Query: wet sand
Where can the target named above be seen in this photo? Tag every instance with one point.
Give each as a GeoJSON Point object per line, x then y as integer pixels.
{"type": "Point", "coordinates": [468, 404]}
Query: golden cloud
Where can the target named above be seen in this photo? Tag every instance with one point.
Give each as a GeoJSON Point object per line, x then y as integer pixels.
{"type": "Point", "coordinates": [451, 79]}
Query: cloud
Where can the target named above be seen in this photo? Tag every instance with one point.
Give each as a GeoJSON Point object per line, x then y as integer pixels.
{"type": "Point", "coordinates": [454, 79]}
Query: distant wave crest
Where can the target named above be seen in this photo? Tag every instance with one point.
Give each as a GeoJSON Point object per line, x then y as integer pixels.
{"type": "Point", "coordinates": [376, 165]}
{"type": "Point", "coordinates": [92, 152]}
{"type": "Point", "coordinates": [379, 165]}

• Task item: Take the entries above and write them out again unchanged.

• Written response:
Query: wet sand
Where can the target named above be seen in this photo? Tag every instance with one point.
Give each as a GeoJSON Point object per line, x then y as integer pixels.
{"type": "Point", "coordinates": [468, 404]}
Query: golden cloud
Where can the target named above be seen in this photo? Tag every instance with one point.
Give each as a GeoJSON Point object per line, x then y as integer pixels.
{"type": "Point", "coordinates": [451, 79]}
Query: cloud
Where can the target named above be seen in this photo? Tag every instance with one point.
Give each as a GeoJSON Point object per line, x then y as integer pixels.
{"type": "Point", "coordinates": [454, 79]}
Query: distant wave crest
Where can the target named above be seen in this photo? Tag every instance with one point.
Give each as a GeoJSON Point object per line, x then y as integer pixels.
{"type": "Point", "coordinates": [376, 165]}
{"type": "Point", "coordinates": [92, 152]}
{"type": "Point", "coordinates": [379, 165]}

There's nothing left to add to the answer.